# TEXT EXCERPT
In January 2018, Asus announced a 21.6-inch monitor using the JOLED panel.

In March 2018, JOLED attracted fresh fundings totalling around US$400 million led by Denso. In July, JOLED started to build a mass production facility for its display panels in Nomi, Ishikawa with an aim to start operation in 2020. In November 2019, the construction of the Nomi plant has been completed.

In April 2019, JOLED started the construction of a new plant in Chiba at which display modules will be manufactured using OLED panels from the Nomi plant, stating that it would go on line sometime in 2020.

In October 2019, Eizo debuted a high-end monitor featuring the 21-inch OLED panel from JOLED kicking off the trial production at the Nomi plant. Toyota announced the incorporation of a flexible OLED display co-developed by JOLED and Denso into its concept car, the Toyota LQ, the same year.

# WHAT TO WORK ON
Using the JOLED text, explain what the Chiba plant begun in April 2019 was built to do and how it relies on the Nomi plant.

# RECORD LIST
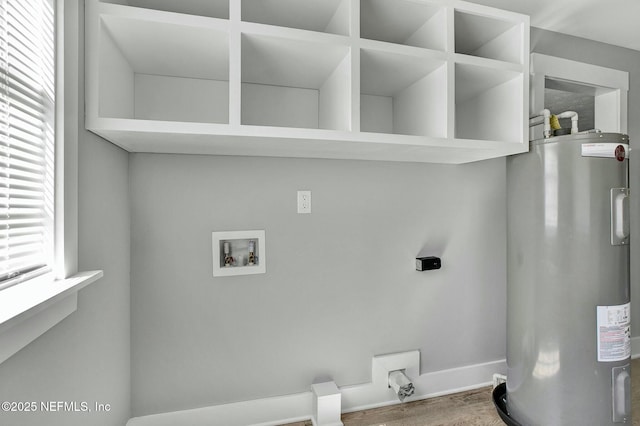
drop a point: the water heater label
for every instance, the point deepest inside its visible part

* * *

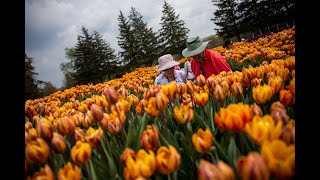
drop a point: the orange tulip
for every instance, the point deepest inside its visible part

...

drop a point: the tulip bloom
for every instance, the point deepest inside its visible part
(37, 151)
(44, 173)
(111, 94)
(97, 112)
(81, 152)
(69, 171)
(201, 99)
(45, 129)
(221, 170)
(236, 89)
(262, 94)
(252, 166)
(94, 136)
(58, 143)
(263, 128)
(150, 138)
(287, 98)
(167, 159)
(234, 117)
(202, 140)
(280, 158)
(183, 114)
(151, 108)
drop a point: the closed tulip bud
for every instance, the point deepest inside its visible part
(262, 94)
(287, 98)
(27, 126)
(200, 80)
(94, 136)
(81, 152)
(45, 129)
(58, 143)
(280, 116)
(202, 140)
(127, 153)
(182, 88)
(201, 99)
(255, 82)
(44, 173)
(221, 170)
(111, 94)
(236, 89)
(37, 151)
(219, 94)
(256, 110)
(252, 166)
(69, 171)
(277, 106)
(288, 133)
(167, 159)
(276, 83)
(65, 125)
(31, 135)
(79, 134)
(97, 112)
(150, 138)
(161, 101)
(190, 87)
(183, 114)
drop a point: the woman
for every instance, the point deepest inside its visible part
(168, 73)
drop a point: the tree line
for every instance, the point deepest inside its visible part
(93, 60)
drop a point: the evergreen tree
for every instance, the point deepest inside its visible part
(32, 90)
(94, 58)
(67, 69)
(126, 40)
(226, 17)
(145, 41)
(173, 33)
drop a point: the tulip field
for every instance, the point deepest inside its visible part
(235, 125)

# SOLUTION TO THIS TASK
The Chiba plant was built to manufacture display modules. It relies on the Nomi plant because those modules are made with OLED panels produced at Nomi.